## JOB
Produce a word-for-word copy of the listing below without its pictures.

## RECORDS PROVIDED
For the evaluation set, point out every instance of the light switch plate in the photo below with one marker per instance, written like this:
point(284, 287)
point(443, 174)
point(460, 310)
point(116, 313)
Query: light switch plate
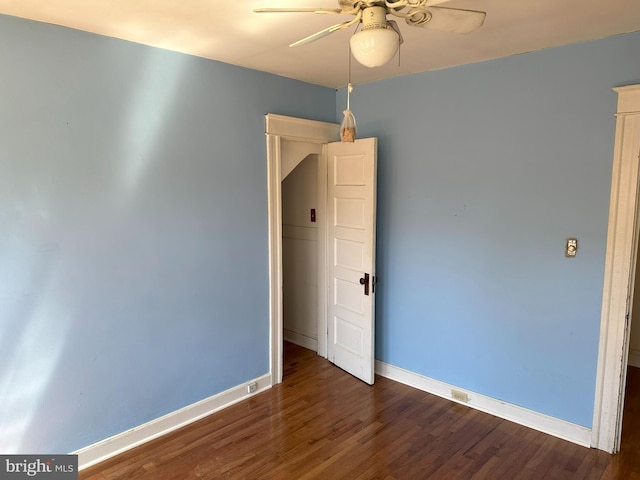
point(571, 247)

## WRITTEN SOLUTION
For the evaluation set, point out every instance of the light switch plate in the photo below with one marker per instance, written like this:
point(284, 287)
point(443, 174)
point(460, 310)
point(116, 313)
Query: light switch plate
point(571, 247)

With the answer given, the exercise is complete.